Short task: Rewrite the listing from the line containing "floor in the photo above." through its final line, substituting "pond water" for "lake water" and leaving everything else unchanged.

* BEGIN *

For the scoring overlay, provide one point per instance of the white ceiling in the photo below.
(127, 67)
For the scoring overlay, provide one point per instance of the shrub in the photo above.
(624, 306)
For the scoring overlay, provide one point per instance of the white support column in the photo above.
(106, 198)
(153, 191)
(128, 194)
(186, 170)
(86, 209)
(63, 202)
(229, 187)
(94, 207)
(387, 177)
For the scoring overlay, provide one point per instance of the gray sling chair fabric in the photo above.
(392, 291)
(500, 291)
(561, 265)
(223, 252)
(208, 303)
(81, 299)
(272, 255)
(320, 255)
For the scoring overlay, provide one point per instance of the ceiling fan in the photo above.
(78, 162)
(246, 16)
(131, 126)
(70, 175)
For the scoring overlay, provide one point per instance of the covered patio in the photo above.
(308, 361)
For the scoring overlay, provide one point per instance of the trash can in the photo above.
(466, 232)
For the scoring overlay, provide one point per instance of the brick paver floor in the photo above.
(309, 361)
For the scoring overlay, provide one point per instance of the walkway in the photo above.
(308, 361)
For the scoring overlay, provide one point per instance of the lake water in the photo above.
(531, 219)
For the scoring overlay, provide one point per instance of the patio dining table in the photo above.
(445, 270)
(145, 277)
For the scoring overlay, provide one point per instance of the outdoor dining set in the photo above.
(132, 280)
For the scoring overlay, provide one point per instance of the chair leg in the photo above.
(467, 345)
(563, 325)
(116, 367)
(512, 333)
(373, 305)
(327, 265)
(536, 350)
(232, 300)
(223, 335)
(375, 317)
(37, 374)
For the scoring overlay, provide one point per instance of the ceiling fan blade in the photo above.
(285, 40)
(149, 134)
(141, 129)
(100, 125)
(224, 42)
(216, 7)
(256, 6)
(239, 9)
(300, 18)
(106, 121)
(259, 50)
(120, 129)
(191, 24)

* END *

Full solution:
For the scoring overlay, provide one point per instance of the brick paver floor in the photo above.
(309, 361)
For the scoring overlay, provide one point per instance of the walkway in the photo above.
(308, 361)
For the scoring overlay, provide one point per instance of the pond water in the photo above.
(531, 219)
For the scoring overlay, provide one point per instance of the patio dining table in the photo above.
(445, 270)
(145, 277)
For the scoring overlay, provide one point per instance of the outdoor dining set in the photo above.
(132, 280)
For the scoring overlay, provide one point per instance of the chair leg in the photo above.
(467, 345)
(563, 325)
(116, 367)
(512, 333)
(373, 305)
(327, 265)
(536, 350)
(232, 300)
(223, 335)
(375, 317)
(37, 374)
For the scoring overlay, provide one point per instance of the ceiling fan blade in the photo above.
(285, 40)
(149, 134)
(141, 129)
(100, 125)
(224, 42)
(216, 7)
(256, 6)
(239, 9)
(300, 18)
(106, 121)
(259, 50)
(120, 129)
(191, 24)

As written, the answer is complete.